[START OF Selected text]

Pretenders or Contenders? Sizing up MLB races at trade deadline

MLB Hats done Right (Road)This is the key turn in the race. The MLB non-waiver trading deadline is nearly upon us and August begins the dog days of the grinding baseball season. With the addition of an extra Wild Card playoff slot, many teams still hold out hope they can grab one of the many rings that will get them into the postseason and the flurry of player movement has begun.

Fans around Cincinnati are wondering if the Reds will make a move, but this may well be a case of if it isn’t broken, well, don’t mess with it. Certainly any team can improve, but considering the Reds Joey Votto-less ship has cut through the water without him like a speedboat, going 11-2 and currently riding a 10-game winning streak, status quo isn’t exactly a bad thing at this point, which also speaks volumes for the makeup of the guys on the field doing all the wining right now.

[END OF Selected text]

Directions for this task
Pick up the piece on MLB races at the trade deadline right after its last sentence and keep writing it. The listing below was gathered from a different source.

[START OF Stored rows]

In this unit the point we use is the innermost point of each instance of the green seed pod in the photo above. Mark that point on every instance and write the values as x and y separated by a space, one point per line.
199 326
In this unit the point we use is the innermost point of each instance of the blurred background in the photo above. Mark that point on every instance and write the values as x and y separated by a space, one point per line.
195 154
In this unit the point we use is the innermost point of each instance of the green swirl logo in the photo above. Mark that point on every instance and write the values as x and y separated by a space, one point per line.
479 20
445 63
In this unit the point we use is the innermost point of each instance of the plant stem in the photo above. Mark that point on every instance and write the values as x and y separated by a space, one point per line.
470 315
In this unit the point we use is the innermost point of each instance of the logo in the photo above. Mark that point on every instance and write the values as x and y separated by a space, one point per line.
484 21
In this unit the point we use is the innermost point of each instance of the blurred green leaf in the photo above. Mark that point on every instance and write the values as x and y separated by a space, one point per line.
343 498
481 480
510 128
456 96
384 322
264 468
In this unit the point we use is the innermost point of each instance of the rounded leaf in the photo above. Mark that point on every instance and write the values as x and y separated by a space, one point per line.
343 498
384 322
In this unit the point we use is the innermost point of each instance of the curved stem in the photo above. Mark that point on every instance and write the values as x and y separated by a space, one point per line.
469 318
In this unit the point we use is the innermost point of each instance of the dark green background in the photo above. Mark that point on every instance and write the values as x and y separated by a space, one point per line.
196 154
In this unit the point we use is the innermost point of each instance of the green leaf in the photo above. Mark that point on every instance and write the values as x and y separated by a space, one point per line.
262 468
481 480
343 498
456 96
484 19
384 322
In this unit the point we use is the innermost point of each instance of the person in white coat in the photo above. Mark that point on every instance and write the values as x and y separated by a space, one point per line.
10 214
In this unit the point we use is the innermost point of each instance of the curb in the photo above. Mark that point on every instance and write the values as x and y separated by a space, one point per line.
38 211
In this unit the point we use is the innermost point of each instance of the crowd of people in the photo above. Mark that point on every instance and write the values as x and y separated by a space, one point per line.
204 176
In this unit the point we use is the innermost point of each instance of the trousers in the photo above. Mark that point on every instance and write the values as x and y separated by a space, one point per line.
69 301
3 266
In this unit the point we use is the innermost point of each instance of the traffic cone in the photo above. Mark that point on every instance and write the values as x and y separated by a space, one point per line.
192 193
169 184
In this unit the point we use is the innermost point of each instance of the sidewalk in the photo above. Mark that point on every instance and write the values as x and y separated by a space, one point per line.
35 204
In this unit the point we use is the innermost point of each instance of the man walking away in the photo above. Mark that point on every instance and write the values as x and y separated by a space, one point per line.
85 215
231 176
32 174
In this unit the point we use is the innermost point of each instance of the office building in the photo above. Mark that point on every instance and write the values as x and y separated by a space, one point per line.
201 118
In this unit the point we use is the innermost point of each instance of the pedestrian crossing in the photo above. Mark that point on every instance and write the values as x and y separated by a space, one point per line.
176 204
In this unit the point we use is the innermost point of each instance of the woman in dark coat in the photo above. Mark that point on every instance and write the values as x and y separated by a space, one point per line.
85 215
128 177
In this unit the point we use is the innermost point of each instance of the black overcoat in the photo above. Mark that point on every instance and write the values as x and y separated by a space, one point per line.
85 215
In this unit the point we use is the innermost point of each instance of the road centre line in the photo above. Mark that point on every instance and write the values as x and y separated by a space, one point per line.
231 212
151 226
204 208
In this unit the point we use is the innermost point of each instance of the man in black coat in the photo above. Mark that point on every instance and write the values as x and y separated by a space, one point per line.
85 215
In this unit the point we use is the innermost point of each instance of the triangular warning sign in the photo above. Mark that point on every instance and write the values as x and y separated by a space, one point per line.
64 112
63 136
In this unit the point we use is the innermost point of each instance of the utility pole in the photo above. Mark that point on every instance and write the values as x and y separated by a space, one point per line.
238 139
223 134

[END OF Stored rows]

Final answer
Such is not the case around baseball as teams are making their push at this point in the marathon. The Dodgers landed a big fish in their fight for the NL West title adding Hanley Ramirez. This guy is an enigma, once one of the premier players in the game just a short time ago And while the poor teams build for the future trading names for prospects and ridding themselves of payroll, the rich get richer.

Ramirez could well prosper by new digs. A couple of thoughts regarding the Marlins, his former team. First the Marlins, even after spending so much money in the off-season to look like a contender on paper, their flop could not have happened to a better guy, team owner Jeffrey Loria.

I closely monitored the goings on in Montreal when he was the team owner and aside from the 1994 MLB work stoppage that came earlier as the first real blow for baseball there, the sport was making a comeback north of the border with the plans of a new ballpark with Loria their owner, until he single handily was the final death-blow for baseball in Montreal.

The other thought is that strange things happen when Ozzie Guillen is the manager of a team, much like what is happening in Boston now under the guiding hand of manager Bobby Valentine.

I was a fan of Valentine and his work as manager of the Texas Rangers, way back when, but Valentine and Boston, from the start, was simply a match made in Hell.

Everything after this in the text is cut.